25.07.2019

Heimliche Aufnahmen in psychiatrischer Klinik? Zu den Grenzen journalistischer Recherche

Fertigt eine als Praktikantin getarnte Journalistin in einer geschlossenen psychiatrischen Klinik Ton- und Filmmaterial an, kann ein Unterlassungsanspruch auch dann begründet sein, wenn das Material nicht gesendet wird. Bereits die Weitergabe an Dritte kann das allgemeine Persönlichkeitsrecht verletzen und Straftatbestände erfüllen.

OLG Köln v. 18.7.2019 - 15 W 21/19
Der Sachverhalt:
Der Kläger ist Patient einer geschlossenen psychiatrischen Klinik. Die Beklagte ist Journalistin und bei der zudem beklagten Produktionsfirma angestellt. Im Rahmen des TV-Formats "Team Wallraff" ließ sich die beklagte Journalistin als Praktikantin in der Klinik anstellen. Während ihres Praktikums fertigte sie in umstrittenem Umfang heimliche Ton- und Filmaufnahmen u.a. auch vom Kläger an. In der Ausstrahlung der Reportage über die Zustände in psychiatrischen Kliniken in Deutschland wurden jedoch die Film- und Tonaufnahmen des Klägers nicht ausgestrahlt.

Ursprünglich stritten die Parteien über den Antrag des Klägers, dass die ihn betreffenden Aufnahmen nicht verarbeitet oder verbreitet werden dürfen. Während des Verfahrens legten die Beklagten eidesstattliche Versicherungen vor, wonach das Material gelöscht worden war. Daraufhin erklärten beide Parteien den Rechtsstreit für erledigt, so dass lediglich noch über die Kosten zu entscheiden war.

(Gesammelte Daten)
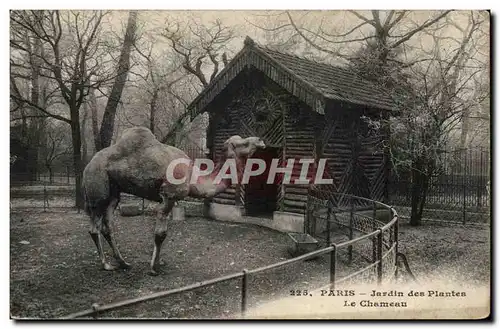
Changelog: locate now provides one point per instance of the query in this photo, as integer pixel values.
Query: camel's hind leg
(160, 233)
(107, 232)
(95, 228)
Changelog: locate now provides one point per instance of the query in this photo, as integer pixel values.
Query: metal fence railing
(378, 246)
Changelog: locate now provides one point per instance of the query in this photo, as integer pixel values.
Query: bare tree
(72, 58)
(202, 50)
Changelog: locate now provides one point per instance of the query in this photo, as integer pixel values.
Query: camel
(137, 165)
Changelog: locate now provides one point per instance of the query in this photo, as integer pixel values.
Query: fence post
(396, 233)
(379, 256)
(333, 265)
(328, 227)
(244, 288)
(95, 308)
(351, 231)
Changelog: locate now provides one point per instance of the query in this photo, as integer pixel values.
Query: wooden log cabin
(301, 109)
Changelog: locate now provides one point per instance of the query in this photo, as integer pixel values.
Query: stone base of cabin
(281, 221)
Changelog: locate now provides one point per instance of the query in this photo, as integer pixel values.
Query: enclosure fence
(381, 239)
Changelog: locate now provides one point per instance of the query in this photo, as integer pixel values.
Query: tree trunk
(152, 112)
(83, 139)
(419, 189)
(465, 128)
(108, 119)
(51, 174)
(77, 157)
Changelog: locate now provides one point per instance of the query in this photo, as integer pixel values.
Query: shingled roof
(310, 81)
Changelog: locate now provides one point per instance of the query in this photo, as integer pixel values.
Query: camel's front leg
(160, 233)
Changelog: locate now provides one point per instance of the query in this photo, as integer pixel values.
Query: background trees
(97, 73)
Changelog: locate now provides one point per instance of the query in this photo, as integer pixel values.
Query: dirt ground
(58, 272)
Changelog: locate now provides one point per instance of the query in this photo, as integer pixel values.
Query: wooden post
(333, 266)
(396, 233)
(374, 227)
(379, 256)
(328, 227)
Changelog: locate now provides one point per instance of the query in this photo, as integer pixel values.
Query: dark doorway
(260, 197)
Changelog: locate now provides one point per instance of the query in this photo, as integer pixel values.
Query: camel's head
(237, 147)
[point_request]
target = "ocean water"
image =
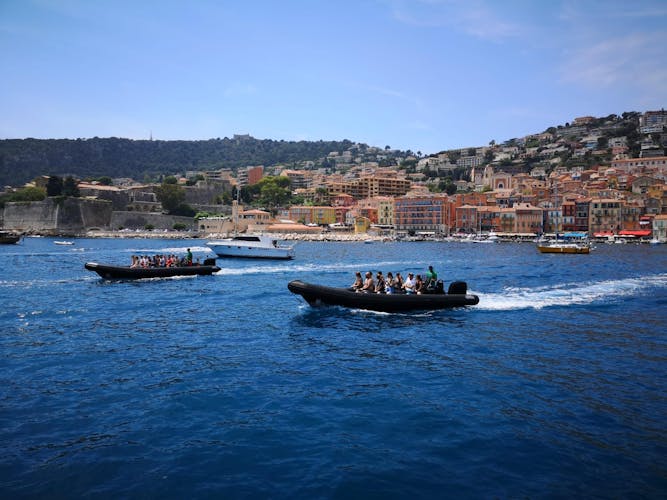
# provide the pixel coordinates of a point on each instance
(229, 386)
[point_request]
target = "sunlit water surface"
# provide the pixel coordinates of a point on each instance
(229, 386)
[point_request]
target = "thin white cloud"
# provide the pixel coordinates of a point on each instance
(634, 60)
(239, 89)
(474, 17)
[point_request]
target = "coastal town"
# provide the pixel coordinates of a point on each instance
(595, 177)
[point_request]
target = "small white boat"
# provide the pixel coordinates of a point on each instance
(252, 247)
(560, 246)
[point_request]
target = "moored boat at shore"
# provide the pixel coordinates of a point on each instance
(133, 273)
(252, 247)
(560, 246)
(9, 237)
(316, 295)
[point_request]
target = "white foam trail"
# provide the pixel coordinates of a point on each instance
(265, 267)
(569, 294)
(168, 250)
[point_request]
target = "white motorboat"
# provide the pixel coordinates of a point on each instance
(251, 246)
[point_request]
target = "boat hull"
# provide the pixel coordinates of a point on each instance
(317, 295)
(235, 251)
(251, 247)
(136, 273)
(9, 238)
(573, 249)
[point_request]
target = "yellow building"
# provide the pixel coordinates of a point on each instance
(313, 215)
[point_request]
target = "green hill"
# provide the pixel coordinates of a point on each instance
(21, 160)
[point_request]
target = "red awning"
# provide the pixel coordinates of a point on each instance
(636, 234)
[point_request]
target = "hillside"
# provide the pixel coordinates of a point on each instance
(581, 144)
(21, 160)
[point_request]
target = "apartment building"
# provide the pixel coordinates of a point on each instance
(605, 215)
(421, 213)
(313, 215)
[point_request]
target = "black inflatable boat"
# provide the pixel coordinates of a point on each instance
(136, 273)
(316, 295)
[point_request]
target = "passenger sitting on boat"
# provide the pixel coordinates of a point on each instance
(369, 284)
(420, 287)
(398, 283)
(380, 283)
(431, 277)
(409, 285)
(389, 283)
(358, 281)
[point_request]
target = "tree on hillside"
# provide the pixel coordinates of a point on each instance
(54, 186)
(70, 187)
(170, 195)
(30, 193)
(274, 191)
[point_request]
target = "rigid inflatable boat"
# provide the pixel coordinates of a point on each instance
(135, 273)
(316, 295)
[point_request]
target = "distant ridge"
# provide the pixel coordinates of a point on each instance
(21, 160)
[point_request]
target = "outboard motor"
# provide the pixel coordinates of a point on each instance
(457, 288)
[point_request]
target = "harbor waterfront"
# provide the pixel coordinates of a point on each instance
(230, 386)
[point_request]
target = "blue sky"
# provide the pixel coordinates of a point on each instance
(425, 75)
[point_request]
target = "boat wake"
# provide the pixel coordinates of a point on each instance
(567, 294)
(241, 267)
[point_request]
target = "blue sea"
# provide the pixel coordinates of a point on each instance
(229, 386)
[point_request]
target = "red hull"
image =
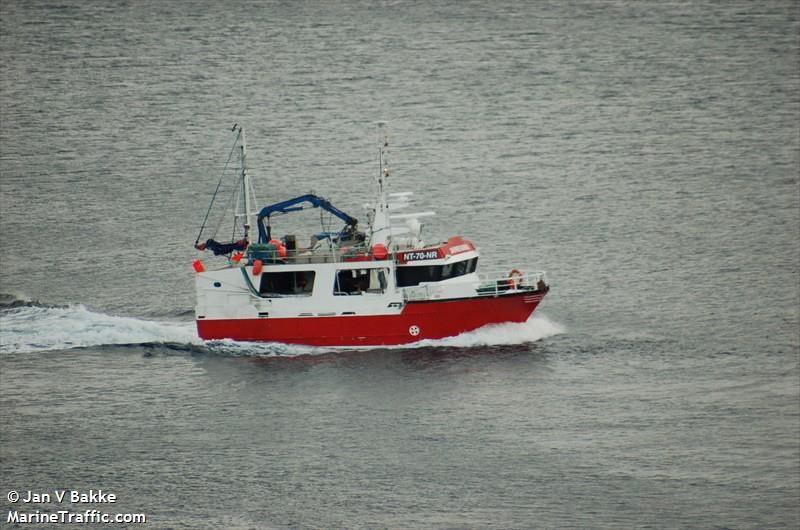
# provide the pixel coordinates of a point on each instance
(417, 321)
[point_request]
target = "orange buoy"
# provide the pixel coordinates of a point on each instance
(518, 274)
(379, 252)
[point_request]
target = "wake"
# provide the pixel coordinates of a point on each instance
(31, 327)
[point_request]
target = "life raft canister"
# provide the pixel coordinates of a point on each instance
(379, 252)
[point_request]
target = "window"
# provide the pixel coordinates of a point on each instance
(287, 283)
(359, 281)
(414, 275)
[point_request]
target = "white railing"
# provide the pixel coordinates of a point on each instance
(494, 283)
(491, 284)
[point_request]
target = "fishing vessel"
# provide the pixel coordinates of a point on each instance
(377, 285)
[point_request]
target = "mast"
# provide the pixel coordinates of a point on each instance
(246, 187)
(381, 227)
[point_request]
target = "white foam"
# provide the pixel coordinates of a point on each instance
(36, 328)
(32, 328)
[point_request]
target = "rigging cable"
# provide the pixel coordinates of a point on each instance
(219, 183)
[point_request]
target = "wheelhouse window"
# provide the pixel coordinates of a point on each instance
(298, 283)
(360, 281)
(414, 275)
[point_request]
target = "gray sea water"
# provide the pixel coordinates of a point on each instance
(645, 154)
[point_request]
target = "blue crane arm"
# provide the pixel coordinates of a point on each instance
(290, 205)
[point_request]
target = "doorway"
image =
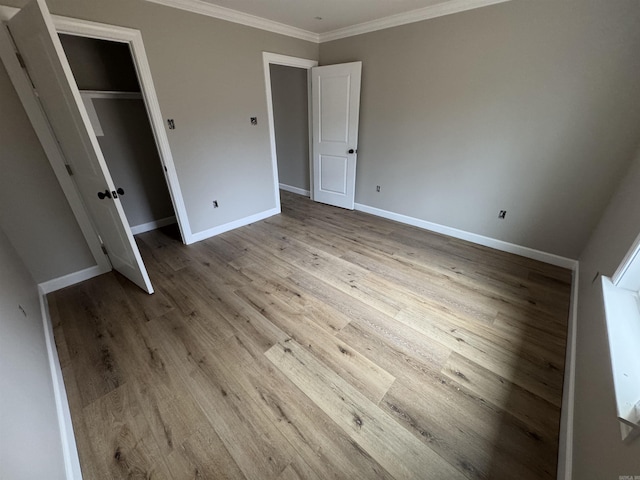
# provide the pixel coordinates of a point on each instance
(290, 96)
(333, 107)
(289, 171)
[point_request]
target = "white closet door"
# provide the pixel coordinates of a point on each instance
(38, 43)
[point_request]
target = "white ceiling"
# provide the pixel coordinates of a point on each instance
(339, 18)
(336, 14)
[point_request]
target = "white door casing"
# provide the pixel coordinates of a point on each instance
(336, 108)
(36, 39)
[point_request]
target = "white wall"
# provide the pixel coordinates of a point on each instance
(527, 106)
(30, 438)
(598, 448)
(291, 121)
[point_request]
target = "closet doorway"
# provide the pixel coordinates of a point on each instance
(288, 85)
(106, 76)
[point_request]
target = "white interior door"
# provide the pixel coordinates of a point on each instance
(37, 41)
(335, 110)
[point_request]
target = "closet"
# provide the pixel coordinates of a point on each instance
(106, 77)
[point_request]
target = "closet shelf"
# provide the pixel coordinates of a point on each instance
(111, 94)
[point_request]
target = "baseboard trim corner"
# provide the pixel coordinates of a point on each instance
(472, 237)
(71, 279)
(299, 191)
(212, 232)
(63, 412)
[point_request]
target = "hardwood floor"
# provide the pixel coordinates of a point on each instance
(320, 343)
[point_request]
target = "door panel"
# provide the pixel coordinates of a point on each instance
(333, 174)
(36, 38)
(335, 110)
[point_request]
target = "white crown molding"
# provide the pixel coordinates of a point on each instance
(223, 13)
(446, 8)
(439, 10)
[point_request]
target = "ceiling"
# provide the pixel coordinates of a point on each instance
(335, 14)
(324, 20)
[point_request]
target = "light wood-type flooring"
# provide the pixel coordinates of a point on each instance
(319, 343)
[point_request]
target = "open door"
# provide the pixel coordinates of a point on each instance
(336, 109)
(36, 39)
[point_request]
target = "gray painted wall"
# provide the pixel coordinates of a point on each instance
(531, 107)
(131, 154)
(598, 449)
(100, 64)
(34, 212)
(291, 119)
(208, 76)
(30, 441)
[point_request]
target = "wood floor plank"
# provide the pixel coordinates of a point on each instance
(321, 444)
(539, 414)
(126, 446)
(203, 455)
(399, 452)
(319, 343)
(365, 375)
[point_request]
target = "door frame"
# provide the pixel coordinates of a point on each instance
(133, 38)
(277, 59)
(44, 133)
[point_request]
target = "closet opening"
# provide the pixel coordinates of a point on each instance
(106, 76)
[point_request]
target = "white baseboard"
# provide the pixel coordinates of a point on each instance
(69, 448)
(212, 232)
(147, 227)
(565, 447)
(71, 279)
(472, 237)
(299, 191)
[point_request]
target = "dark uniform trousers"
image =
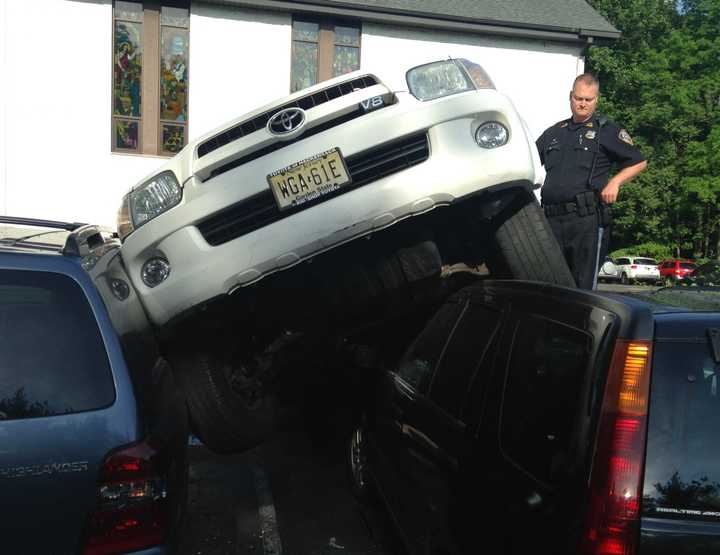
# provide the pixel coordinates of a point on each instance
(578, 239)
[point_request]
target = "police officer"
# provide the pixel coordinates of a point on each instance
(577, 154)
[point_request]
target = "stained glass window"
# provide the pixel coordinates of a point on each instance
(173, 74)
(127, 74)
(304, 65)
(173, 138)
(146, 31)
(126, 134)
(347, 50)
(321, 50)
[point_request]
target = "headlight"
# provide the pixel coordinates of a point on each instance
(491, 135)
(149, 200)
(438, 79)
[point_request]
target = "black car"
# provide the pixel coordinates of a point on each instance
(530, 418)
(93, 431)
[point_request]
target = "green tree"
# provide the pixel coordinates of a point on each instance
(662, 81)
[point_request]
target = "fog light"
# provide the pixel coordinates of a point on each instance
(491, 135)
(120, 289)
(155, 271)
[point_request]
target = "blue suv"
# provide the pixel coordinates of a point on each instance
(93, 431)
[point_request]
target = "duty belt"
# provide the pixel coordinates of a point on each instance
(584, 204)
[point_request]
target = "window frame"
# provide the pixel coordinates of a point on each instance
(325, 44)
(150, 122)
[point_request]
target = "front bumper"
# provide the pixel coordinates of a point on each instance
(456, 167)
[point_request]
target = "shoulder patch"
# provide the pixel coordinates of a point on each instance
(624, 136)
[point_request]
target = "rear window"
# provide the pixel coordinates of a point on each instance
(53, 359)
(542, 395)
(682, 470)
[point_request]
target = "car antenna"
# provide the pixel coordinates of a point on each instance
(714, 337)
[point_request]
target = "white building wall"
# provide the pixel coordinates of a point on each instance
(239, 60)
(55, 91)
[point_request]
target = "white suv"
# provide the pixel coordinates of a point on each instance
(636, 268)
(432, 166)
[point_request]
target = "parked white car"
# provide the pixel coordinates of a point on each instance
(432, 166)
(609, 271)
(638, 268)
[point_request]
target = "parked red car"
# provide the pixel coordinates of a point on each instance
(673, 270)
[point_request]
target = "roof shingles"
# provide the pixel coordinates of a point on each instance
(560, 14)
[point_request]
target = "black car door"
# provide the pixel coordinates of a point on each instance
(533, 443)
(432, 433)
(399, 396)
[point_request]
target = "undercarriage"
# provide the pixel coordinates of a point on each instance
(351, 310)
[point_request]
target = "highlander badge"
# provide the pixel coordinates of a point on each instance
(286, 121)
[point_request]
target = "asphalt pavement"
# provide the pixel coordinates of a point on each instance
(288, 496)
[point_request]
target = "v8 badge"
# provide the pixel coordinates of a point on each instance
(370, 104)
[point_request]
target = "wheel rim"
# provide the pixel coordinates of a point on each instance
(357, 461)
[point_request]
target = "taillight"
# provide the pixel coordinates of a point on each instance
(132, 511)
(612, 525)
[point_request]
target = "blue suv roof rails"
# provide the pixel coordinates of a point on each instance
(40, 223)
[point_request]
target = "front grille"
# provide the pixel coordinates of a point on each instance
(365, 167)
(305, 102)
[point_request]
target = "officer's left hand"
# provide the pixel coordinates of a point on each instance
(610, 192)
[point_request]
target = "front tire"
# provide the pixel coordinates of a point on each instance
(526, 247)
(225, 420)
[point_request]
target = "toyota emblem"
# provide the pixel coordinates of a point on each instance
(287, 121)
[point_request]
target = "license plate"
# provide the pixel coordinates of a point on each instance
(309, 179)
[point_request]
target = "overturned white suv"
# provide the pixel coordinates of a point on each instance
(315, 218)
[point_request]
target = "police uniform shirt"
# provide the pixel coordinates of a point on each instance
(567, 150)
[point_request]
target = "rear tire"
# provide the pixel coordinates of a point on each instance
(526, 247)
(224, 420)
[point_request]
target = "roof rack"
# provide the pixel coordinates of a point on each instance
(41, 223)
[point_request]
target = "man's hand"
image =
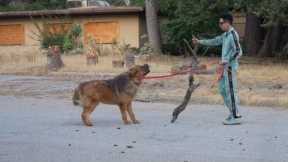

■ **Arbeitsauftrag**:
Schreiben Sie aus dem Text über heimliche Aufnahmen in einer psychiatrischen Klinik den Abschnitt wortgetreu ab, der mit den Worten „OLG Köln v.“ einsetzt und mit „Klägers nicht ausgestrahlt.“ schließt.

■ **Musterlösung**:
OLG Köln v. 18.7.2019 - 15 W 21/19
Der Sachverhalt:
Der Kläger ist Patient einer geschlossenen psychiatrischen Klinik. Die Beklagte ist Journalistin und bei der zudem beklagten Produktionsfirma angestellt. Im Rahmen des TV-Formats "Team Wallraff" ließ sich die beklagte Journalistin als Praktikantin in der Klinik anstellen. Während ihres Praktikums fertigte sie in umstrittenem Umfang heimliche Ton- und Filmaufnahmen u.a. auch vom Kläger an. In der Ausstrahlung der Reportage über die Zustände in psychiatrischen Kliniken in Deutschland wurden jedoch die Film- und Tonaufnahmen des Klägers nicht ausgestrahlt.